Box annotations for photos
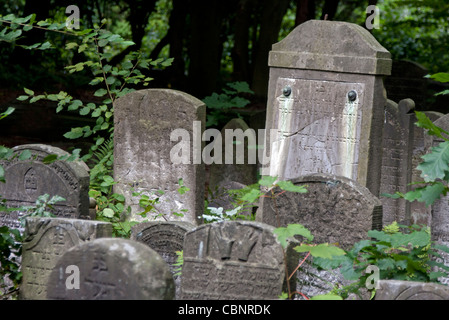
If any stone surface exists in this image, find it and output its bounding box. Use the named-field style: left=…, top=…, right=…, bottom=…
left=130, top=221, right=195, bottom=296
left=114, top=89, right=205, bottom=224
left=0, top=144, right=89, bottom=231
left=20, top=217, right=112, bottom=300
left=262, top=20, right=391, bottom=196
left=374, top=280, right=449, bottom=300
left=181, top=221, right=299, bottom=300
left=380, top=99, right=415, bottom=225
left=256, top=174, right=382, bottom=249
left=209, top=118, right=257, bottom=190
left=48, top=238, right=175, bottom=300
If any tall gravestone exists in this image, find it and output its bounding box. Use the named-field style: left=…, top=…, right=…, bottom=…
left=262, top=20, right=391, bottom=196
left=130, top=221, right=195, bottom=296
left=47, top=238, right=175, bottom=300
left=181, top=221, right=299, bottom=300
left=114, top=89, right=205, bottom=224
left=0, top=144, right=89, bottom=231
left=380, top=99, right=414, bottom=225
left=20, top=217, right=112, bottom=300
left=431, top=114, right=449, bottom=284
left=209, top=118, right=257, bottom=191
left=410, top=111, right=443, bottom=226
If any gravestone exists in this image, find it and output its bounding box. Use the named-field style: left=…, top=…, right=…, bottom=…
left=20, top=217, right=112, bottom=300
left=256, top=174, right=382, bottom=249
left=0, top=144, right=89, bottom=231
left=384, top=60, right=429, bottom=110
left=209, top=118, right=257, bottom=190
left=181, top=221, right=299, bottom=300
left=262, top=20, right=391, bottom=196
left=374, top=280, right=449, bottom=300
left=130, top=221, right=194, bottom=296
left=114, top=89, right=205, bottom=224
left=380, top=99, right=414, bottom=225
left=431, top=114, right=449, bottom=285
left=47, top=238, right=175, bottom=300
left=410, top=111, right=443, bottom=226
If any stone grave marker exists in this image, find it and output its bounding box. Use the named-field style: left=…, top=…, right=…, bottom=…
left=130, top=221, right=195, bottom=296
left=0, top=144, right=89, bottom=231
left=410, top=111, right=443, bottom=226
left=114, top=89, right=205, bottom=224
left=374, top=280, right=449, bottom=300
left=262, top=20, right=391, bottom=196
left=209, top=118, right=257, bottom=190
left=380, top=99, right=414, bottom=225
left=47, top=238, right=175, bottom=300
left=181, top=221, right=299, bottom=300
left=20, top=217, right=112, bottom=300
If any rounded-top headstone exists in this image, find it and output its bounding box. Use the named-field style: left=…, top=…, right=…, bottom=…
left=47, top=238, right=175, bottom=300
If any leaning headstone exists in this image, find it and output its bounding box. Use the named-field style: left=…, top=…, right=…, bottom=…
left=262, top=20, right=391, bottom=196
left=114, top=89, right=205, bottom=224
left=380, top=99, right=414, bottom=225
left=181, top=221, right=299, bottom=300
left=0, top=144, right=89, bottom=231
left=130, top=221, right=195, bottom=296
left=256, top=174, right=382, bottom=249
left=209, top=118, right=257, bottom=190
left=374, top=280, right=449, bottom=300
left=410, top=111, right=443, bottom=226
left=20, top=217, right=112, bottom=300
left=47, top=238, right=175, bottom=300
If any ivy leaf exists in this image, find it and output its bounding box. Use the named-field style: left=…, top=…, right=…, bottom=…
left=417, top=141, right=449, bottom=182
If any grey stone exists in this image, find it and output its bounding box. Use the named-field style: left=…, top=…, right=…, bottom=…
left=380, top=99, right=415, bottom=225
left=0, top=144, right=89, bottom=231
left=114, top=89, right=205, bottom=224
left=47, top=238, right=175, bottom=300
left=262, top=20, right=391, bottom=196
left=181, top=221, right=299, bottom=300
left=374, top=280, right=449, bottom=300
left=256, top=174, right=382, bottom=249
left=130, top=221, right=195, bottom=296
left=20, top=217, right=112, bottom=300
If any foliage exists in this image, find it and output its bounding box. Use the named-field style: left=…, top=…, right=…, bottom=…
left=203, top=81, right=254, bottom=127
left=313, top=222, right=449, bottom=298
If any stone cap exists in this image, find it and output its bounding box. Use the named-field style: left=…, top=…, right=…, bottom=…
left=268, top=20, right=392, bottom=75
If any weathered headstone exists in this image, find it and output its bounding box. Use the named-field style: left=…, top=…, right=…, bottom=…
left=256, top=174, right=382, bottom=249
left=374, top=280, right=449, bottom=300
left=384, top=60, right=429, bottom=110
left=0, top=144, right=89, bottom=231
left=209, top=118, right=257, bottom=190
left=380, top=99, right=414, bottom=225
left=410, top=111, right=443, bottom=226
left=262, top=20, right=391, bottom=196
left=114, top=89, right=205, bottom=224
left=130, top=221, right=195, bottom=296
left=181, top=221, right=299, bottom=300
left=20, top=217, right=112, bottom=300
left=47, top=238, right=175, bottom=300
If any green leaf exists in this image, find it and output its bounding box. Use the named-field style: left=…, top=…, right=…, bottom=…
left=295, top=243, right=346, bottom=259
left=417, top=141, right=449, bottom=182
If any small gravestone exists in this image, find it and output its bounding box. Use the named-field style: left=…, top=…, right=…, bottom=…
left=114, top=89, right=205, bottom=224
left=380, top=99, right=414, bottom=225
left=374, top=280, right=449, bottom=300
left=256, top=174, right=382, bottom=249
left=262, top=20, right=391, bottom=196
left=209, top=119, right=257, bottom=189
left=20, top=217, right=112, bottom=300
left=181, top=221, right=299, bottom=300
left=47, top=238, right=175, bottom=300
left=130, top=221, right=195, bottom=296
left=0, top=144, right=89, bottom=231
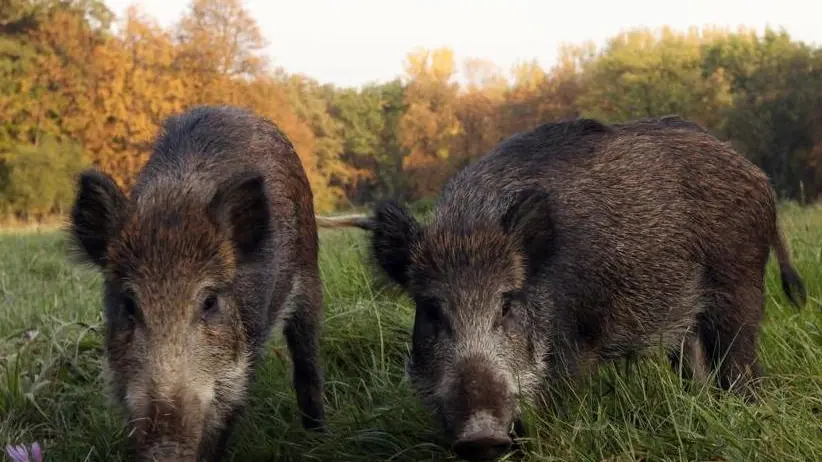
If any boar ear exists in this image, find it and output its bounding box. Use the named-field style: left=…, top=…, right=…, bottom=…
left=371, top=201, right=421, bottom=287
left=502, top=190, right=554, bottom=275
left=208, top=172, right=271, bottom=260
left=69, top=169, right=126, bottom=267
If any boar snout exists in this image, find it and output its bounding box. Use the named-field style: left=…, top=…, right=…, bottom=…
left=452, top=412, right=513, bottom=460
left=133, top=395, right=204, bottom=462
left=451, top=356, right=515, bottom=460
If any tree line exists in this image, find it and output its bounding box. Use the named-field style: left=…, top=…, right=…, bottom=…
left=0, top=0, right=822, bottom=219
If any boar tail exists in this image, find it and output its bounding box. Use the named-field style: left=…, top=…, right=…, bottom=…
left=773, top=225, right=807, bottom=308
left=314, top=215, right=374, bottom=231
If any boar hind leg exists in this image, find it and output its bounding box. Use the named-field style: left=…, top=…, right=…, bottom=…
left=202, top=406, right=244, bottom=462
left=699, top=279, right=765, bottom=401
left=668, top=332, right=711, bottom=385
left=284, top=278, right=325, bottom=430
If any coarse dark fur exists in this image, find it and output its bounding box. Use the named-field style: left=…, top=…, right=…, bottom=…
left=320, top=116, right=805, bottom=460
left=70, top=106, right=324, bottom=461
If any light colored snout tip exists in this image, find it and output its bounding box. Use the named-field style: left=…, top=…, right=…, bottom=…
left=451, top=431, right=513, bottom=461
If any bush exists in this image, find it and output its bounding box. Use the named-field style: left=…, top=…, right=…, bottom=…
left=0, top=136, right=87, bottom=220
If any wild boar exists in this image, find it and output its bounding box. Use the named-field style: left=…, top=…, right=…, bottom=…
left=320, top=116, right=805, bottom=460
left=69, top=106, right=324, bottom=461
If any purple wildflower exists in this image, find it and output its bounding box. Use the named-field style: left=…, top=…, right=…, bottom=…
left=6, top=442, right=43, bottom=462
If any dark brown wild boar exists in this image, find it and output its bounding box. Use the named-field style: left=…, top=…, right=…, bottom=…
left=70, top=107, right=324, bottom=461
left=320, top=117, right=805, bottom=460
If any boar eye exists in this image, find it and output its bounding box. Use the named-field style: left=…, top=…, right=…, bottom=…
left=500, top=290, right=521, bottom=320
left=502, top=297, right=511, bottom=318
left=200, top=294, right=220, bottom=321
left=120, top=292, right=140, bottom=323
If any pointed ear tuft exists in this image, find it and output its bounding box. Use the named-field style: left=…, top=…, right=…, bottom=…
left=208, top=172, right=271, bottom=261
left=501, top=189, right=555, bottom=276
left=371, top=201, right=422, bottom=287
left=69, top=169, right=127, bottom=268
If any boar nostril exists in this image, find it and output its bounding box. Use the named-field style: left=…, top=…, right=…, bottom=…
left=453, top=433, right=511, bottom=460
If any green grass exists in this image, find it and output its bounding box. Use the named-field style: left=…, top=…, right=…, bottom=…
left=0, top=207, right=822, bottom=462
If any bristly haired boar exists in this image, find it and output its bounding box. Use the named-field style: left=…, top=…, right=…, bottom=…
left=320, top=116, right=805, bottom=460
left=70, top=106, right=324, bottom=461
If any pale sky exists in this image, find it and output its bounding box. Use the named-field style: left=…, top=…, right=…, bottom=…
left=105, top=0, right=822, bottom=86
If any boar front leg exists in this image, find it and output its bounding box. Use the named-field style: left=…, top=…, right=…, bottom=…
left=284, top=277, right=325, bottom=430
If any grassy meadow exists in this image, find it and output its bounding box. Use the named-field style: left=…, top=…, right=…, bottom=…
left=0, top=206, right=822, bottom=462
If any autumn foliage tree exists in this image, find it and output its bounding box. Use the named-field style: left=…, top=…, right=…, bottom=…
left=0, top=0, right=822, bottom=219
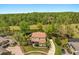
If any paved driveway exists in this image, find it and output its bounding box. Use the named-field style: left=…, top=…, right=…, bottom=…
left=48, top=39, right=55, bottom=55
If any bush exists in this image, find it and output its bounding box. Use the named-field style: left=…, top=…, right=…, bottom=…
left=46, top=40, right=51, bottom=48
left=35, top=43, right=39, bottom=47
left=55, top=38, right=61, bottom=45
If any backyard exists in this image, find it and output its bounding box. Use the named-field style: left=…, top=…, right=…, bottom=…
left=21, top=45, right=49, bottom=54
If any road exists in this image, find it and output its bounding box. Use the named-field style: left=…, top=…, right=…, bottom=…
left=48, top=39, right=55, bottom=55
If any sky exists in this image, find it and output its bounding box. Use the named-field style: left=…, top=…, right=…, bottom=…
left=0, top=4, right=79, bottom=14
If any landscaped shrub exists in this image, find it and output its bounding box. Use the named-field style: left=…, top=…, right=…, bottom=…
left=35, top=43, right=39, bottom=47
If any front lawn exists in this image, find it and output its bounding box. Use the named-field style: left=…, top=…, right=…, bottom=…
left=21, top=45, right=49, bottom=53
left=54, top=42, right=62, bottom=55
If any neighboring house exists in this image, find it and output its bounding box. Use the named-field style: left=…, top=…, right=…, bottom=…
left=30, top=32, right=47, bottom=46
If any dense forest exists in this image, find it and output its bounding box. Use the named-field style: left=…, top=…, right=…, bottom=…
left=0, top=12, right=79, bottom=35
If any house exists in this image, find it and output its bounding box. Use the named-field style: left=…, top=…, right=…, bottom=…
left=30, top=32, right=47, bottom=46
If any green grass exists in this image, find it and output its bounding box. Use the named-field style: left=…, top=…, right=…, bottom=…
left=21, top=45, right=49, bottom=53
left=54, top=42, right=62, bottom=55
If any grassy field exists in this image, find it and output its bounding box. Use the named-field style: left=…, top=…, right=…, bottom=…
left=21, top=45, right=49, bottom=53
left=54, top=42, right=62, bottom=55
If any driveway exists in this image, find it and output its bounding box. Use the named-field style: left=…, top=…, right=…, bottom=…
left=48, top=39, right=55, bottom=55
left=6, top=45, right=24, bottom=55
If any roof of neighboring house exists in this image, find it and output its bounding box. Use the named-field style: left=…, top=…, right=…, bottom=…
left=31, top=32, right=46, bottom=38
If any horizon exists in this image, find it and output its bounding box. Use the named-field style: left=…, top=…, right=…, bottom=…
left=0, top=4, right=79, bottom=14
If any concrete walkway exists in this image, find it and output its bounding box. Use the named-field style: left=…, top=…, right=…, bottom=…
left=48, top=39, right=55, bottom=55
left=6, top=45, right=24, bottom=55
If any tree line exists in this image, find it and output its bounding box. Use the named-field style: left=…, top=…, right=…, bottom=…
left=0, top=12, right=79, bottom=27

# EXERCISE DETAILS:
Quote, word for word, every line starting at the one that contains "If any roof" and ending with the final line of the entries.

# EXERCISE RESULT:
If any roof of neighboring house exists in this image, find it and output its bounding box. Use the named-field style: left=…, top=…, right=…, bottom=…
left=31, top=32, right=46, bottom=38
If any horizon exists in this image, find it and output its bounding box. Use the named-field style: left=…, top=…, right=…, bottom=…
left=0, top=4, right=79, bottom=14
If any concrete walkway exists in this image, find it and output its bounding box. Use the named-field style: left=…, top=…, right=…, bottom=…
left=48, top=39, right=55, bottom=55
left=6, top=45, right=24, bottom=55
If any tree line exists in this image, find it and output its bounding box. Use the named-field style: left=…, top=…, right=…, bottom=…
left=0, top=12, right=79, bottom=27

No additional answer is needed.